• [AUSZUG AUS DOKUMENT]
Forum neuer Musik 2025: Konzert Asasello Quartett
Entrückt?

Wovon erzählen osteuropäische Biografien in der Musik? Auf welche Weise spiegeln sich gesellschaftliche oder excistenzielle Gegebenheiten in entsprechenden Werken? Und ist Komponieren womöglich doch eine Reflektion des Humanen – eingedenk des Umstands, dass Menschheit und Menschlichkeit nicht miteinander identisch sind?

Am Mikrofon: Hanno Ehrler |
    Die Mitglieder des Quartetts stehen in einem Raum ohne ihre Instrumente und schauen ernst in die Kamera.
    Das Asasello Quartett. (Wolfgang Bur)
    Viera Janárčekovás Streichquartett Nr. 8 entstand 2015. Im Jahr zuvor hatte Russland, quasi als Vorbeben des gegenwärtigen Krieges, die Krim besetzt. Die Komposition steht offenbar nicht in unmittelbarem Bezug zum politischen Geschehen.
    Wenn Janárčeková sich äußert, dann zum Musikalischen. Sie interessiert sich für das Innere des Klangs und hat sich mit den Obertönen und ihren Beziehungen untereinander beschäftigt. Ihr tschechoslowakisches Heimatland hatte sie Anfang der 1970er Jahre aus politischen Gründen verlassen.

• [GEGEBENE ZEILEN]

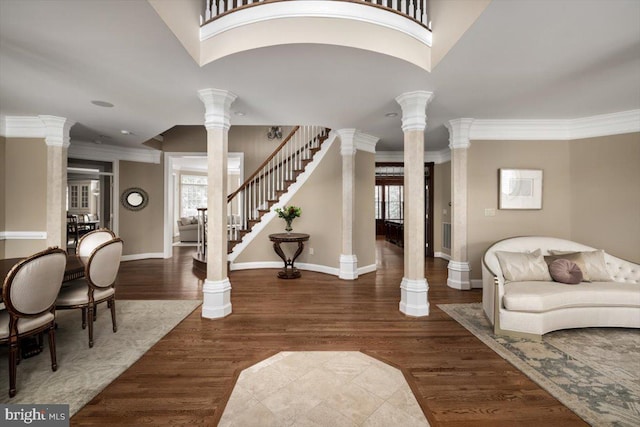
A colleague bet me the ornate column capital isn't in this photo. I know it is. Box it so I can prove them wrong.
[198,89,237,130]
[396,90,433,132]
[445,119,474,150]
[38,116,75,148]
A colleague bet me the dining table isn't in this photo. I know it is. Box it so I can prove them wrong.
[0,254,84,359]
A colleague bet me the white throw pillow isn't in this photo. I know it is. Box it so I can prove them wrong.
[496,250,553,282]
[549,249,613,282]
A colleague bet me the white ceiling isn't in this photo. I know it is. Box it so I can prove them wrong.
[0,0,640,151]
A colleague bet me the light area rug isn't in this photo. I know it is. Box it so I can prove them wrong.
[438,303,640,426]
[0,300,201,415]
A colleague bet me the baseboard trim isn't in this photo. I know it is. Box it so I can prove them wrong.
[121,252,164,261]
[0,231,47,240]
[358,264,378,276]
[230,261,340,276]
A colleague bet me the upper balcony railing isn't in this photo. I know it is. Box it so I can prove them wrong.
[201,0,431,30]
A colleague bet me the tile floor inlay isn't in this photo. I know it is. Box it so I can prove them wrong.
[219,351,429,427]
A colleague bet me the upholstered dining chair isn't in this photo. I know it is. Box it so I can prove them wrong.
[76,228,116,264]
[56,238,123,347]
[0,248,67,397]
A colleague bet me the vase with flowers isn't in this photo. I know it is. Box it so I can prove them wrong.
[276,206,302,234]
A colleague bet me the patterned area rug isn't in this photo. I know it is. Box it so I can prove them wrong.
[0,300,201,415]
[438,303,640,426]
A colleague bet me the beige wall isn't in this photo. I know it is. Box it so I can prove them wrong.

• [TEILE DER ÜBUNG]
**A.** Gib aus dem Text zum Konzert des Asasello Quartetts den Abschnitt von "Am Mikrofon: Hanno" bis "zum politischen Geschehen." wortgetreu wieder.
**B.** Schreib aus den Zeilen unter dem Text nur die Zeilen von der Zeile mit "A colleague bet me the light" bis zur Zeile mit "[201,0,431,30]" erneut auf und tausche dabei "colleague" gegen "friend" aus. Alles andere bleibt unverändert.

• [GELÖSTE ÜBUNG]
**A.**
Am Mikrofon: Hanno Ehrler |
    Die Mitglieder des Quartetts stehen in einem Raum ohne ihre Instrumente und schauen ernst in die Kamera.
    Das Asasello Quartett. (Wolfgang Bur)
    Viera Janárčekovás Streichquartett Nr. 8 entstand 2015. Im Jahr zuvor hatte Russland, quasi als Vorbeben des gegenwärtigen Krieges, die Krim besetzt. Die Komposition steht offenbar nicht in unmittelbarem Bezug zum politischen Geschehen.

**B.**
A friend bet me the light area rug isn't in this photo. I know it is. Box it so I can prove them wrong.
[438,303,640,426]
[0,300,201,415]
A friend bet me the baseboard trim isn't in this photo. I know it is. Box it so I can prove them wrong.
[121,252,164,261]
[0,231,47,240]
[358,264,378,276]
[230,261,340,276]
A friend bet me the upper balcony railing isn't in this photo. I know it is. Box it so I can prove them wrong.
[201,0,431,30]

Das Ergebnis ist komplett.